説明

ホイール等洗浄ブラシ及び洗車機

【課題】ブラシ片の毛腰を強く設定しても、被洗浄面である車体のホイール等に傷を付けることが無く、高い洗浄性が発揮されるホイール等洗浄ブラシ及びそのホイール等洗浄ブラシを搭載した洗車機を提供する。
【解決手段】 自動車のホイールあるいはタイヤの被洗浄面に付着した汚れ等を洗浄する為のホイール等洗浄ブラシにおいて、前記ホイール等洗浄ブラシは、台座及びブラシ部を有し、前記ブラシ部は、複数のブラシ片にて前記台座の上部に植毛されてあり、前記ブラシ片の少なくとも1つは、異なる硬度を有して長手方向に分子配向された少なくとも2種以上の多層被覆線材にて形成されてあると共に、前記線材の外周面の少なくとも一部が被覆されてあるものである。

【発明の詳細な説明】
【技術分野】
【0001】
本発明は、主に、自動車あるいは車両の外面、ホイール等の被洗浄面に付着した汚れ等を洗浄する為の洗車機に関するものである。
【背景技術】
【0002】
従来のホイール等洗浄ブラシ、及びそのホイール等洗浄ブラシは、さまざまな改良がなされ、例えば、自動車用車輪洗浄装置において、前記車輪洗浄ブラシは、前記ブラシ支持軸に支持されたブラシ台と、このブラシ台に取り付けられていて長いブラシ群とそれよりも短いブラシ群とがブラシ台の回転方向に交互に取り付けられたブラシ毛とから構成された車輪洗浄ブラシが、特許第3696585号に開示されてある。

提供資料 =>
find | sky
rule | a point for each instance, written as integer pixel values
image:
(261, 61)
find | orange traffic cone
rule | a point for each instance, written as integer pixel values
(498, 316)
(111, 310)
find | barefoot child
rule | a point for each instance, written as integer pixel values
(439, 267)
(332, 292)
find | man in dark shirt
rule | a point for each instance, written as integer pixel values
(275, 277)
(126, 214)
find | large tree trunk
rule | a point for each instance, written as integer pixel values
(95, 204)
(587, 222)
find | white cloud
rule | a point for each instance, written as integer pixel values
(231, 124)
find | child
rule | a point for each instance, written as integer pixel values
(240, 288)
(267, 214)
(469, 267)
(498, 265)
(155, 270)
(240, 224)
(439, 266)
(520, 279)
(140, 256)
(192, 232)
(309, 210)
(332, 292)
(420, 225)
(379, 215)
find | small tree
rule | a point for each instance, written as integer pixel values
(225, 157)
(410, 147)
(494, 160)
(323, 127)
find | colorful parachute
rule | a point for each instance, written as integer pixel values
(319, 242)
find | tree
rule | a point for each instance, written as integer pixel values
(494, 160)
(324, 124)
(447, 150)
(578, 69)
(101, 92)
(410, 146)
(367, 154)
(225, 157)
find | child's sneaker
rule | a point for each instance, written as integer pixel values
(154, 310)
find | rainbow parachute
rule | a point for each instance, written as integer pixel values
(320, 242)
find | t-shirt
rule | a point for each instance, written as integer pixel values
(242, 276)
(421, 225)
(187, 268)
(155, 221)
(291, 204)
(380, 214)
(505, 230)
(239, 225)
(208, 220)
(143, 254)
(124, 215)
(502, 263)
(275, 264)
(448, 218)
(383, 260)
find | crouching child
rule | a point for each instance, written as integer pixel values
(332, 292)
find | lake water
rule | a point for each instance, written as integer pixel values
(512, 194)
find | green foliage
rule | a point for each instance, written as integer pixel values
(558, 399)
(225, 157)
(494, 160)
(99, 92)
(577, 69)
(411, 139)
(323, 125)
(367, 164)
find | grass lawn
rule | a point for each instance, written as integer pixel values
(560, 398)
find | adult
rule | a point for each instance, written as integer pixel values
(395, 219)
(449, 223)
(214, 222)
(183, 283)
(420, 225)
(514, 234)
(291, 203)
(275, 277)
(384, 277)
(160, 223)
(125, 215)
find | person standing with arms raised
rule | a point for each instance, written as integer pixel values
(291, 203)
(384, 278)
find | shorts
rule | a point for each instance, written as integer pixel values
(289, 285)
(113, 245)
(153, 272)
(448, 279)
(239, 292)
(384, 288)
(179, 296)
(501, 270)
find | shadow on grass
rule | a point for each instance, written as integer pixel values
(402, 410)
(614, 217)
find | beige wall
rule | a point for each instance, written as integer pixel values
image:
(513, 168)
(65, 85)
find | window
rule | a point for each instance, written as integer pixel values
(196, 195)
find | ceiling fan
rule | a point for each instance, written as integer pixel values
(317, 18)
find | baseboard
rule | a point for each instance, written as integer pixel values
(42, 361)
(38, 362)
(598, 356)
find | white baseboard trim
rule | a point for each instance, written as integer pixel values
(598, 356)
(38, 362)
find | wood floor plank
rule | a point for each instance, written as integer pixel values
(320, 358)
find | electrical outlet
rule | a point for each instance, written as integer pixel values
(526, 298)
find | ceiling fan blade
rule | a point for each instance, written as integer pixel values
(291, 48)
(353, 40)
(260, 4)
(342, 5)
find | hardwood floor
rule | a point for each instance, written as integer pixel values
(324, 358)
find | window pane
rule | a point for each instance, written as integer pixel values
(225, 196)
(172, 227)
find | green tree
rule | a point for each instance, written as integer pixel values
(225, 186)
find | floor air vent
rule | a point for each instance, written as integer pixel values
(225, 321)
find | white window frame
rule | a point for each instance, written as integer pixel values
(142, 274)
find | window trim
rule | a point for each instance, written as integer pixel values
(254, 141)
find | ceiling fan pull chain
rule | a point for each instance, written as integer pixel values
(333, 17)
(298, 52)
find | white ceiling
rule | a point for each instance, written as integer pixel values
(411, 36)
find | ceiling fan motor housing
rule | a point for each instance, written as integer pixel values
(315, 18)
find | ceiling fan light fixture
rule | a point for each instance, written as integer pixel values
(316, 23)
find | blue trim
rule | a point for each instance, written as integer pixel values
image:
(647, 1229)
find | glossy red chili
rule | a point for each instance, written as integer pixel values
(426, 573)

問題の詳細 =>
ホイール等洗浄ブラシに関する文書のうち、「ホイール等洗浄ブラシ及び洗車機」から「6585号に開示されてある。」までの部分を一字も変えずに再掲してもらえますか。

解答 =>
ホイール等洗浄ブラシ及び洗車機

【課題】ブラシ片の毛腰を強く設定しても、被洗浄面である車体のホイール等に傷を付けることが無く、高い洗浄性が発揮されるホイール等洗浄ブラシ及びそのホイール等洗浄ブラシを搭載した洗車機を提供する。
【解決手段】 自動車のホイールあるいはタイヤの被洗浄面に付着した汚れ等を洗浄する為のホイール等洗浄ブラシにおいて、前記ホイール等洗浄ブラシは、台座及びブラシ部を有し、前記ブラシ部は、複数のブラシ片にて前記台座の上部に植毛されてあり、前記ブラシ片の少なくとも1つは、異なる硬度を有して長手方向に分子配向された少なくとも2種以上の多層被覆線材にて形成されてあると共に、前記線材の外周面の少なくとも一部が被覆されてあるものである。

【発明の詳細な説明】
【技術分野】
【0001】
本発明は、主に、自動車あるいは車両の外面、ホイール等の被洗浄面に付着した汚れ等を洗浄する為の洗車機に関するものである。
【背景技術】
【0002】
従来のホイール等洗浄ブラシ、及びそのホイール等洗浄ブラシは、さまざまな改良がなされ、例えば、自動車用車輪洗浄装置において、前記車輪洗浄ブラシは、前記ブラシ支持軸に支持されたブラシ台と、このブラシ台に取り付けられていて長いブラシ群とそれよりも短いブラシ群とがブラシ台の回転方向に交互に取り付けられたブラシ毛とから構成された車輪洗浄ブラシが、特許第3696585号に開示されてある。